### Problem to work on
Retype, word for word, each line between the lines holding "Target = dust on ground" and "Target = chain link", inclusive, and leave the rest of the data alone.

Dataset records
---

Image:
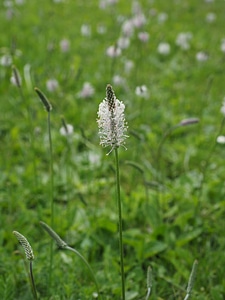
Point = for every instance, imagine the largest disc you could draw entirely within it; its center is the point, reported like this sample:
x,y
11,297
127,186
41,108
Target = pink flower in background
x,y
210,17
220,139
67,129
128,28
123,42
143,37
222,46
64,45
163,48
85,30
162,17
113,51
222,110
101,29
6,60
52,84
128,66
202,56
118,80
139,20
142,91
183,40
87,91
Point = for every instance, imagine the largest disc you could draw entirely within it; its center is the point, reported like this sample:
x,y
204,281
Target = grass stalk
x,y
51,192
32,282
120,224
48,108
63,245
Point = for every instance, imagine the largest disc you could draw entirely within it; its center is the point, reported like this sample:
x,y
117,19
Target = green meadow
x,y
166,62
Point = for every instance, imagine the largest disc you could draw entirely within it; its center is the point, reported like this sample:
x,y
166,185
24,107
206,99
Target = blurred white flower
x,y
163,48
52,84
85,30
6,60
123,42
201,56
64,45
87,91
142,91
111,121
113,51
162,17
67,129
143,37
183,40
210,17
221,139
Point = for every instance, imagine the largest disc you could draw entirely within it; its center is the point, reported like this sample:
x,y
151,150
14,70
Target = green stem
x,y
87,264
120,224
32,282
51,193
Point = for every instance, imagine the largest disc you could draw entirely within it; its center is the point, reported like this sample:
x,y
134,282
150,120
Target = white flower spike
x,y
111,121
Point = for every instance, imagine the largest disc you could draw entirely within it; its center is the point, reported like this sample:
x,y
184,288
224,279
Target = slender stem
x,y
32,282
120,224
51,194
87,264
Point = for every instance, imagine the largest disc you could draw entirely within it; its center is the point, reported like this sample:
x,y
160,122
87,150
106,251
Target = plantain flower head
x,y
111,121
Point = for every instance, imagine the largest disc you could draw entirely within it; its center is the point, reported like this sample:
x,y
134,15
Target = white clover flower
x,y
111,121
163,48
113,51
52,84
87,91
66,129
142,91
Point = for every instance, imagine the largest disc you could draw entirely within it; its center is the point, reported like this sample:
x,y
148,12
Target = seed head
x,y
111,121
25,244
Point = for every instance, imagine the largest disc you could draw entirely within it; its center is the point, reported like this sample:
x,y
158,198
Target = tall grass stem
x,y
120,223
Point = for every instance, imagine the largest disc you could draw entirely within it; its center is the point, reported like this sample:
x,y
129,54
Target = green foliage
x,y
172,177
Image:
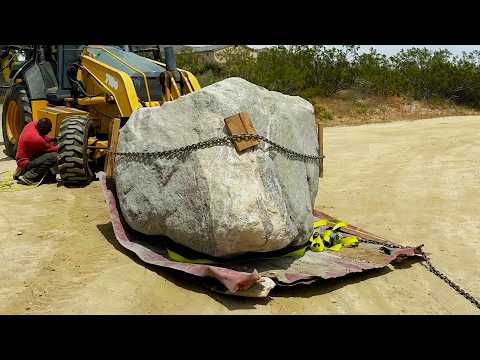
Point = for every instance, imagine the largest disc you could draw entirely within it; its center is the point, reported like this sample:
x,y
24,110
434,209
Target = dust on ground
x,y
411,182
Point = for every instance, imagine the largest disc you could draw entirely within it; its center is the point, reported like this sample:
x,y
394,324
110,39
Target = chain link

---

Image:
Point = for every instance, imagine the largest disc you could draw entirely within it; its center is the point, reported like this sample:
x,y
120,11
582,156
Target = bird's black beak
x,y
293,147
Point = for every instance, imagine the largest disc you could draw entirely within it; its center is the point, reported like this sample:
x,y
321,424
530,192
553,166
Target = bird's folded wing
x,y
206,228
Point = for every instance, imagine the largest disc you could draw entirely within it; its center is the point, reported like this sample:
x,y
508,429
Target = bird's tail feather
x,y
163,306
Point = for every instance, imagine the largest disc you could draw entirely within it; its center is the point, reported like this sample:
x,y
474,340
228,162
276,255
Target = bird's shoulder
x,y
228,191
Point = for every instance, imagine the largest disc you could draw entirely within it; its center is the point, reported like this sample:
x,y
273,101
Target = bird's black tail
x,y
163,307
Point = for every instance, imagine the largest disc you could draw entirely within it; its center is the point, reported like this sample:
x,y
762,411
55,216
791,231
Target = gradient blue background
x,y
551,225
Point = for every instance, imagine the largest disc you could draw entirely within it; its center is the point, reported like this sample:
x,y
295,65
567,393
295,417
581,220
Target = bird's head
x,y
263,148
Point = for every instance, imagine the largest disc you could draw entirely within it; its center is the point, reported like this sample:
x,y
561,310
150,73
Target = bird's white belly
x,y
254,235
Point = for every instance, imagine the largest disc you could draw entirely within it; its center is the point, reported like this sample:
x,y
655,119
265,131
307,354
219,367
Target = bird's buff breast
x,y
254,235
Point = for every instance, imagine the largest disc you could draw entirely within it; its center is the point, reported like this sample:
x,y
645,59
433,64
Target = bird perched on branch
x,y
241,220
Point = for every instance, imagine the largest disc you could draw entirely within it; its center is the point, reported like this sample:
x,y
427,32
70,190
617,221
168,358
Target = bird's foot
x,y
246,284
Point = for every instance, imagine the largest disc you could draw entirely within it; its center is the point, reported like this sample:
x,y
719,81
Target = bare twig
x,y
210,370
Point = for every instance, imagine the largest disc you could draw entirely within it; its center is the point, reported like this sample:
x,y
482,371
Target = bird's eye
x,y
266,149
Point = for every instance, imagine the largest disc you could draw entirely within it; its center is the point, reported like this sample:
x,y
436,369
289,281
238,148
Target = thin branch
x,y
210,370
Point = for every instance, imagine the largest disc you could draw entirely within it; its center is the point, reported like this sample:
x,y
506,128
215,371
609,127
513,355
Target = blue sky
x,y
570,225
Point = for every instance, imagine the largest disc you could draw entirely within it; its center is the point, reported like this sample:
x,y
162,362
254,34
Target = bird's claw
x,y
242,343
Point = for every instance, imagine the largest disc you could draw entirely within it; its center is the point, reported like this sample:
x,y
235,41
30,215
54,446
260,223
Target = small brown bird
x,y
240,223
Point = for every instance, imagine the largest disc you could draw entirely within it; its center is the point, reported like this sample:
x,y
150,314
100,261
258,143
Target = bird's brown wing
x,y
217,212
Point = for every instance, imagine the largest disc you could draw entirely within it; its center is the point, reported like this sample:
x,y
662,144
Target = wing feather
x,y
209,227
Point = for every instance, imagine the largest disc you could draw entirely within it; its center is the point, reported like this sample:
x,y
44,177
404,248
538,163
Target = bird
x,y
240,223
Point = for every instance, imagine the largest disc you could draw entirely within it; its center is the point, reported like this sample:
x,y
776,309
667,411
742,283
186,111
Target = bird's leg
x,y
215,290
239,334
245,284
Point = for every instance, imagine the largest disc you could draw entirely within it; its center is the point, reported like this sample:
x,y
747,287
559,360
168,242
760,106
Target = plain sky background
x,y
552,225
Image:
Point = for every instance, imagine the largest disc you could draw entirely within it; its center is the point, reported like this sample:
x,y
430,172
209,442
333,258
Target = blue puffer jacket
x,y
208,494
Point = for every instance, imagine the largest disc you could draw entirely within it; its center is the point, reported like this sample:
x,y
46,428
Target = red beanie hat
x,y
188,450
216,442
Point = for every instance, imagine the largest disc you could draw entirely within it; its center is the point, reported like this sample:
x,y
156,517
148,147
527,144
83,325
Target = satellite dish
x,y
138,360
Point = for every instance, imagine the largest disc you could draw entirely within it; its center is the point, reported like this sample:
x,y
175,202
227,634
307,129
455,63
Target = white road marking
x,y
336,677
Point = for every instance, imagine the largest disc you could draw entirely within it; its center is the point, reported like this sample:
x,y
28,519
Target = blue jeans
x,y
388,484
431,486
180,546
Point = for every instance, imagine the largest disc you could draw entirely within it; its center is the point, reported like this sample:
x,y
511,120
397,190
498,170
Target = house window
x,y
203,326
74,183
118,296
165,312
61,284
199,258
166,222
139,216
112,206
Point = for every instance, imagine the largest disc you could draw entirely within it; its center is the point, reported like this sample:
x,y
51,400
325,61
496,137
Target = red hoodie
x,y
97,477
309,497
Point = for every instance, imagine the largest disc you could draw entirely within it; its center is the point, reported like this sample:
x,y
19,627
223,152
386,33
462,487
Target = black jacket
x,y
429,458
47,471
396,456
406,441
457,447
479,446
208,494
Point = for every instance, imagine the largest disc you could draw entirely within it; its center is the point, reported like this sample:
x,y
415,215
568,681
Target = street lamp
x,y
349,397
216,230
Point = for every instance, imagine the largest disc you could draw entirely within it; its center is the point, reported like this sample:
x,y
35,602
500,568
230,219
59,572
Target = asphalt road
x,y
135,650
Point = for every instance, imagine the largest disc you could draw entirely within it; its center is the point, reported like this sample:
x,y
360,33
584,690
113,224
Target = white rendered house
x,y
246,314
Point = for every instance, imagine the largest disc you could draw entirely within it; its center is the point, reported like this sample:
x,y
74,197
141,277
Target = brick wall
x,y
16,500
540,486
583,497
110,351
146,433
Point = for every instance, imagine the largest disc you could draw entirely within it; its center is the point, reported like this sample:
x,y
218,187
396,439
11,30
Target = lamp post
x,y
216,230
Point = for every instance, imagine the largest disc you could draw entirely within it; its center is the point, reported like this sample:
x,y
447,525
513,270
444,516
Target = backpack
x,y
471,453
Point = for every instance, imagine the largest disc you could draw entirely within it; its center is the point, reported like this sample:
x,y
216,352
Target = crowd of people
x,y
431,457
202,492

---

### Response box
Target = dust on ground
x,y
411,182
Point = for every instance, imagine the largest disc you could draw entirely within it; its center is the point, reported like this sample:
x,y
394,324
110,39
Target = chain link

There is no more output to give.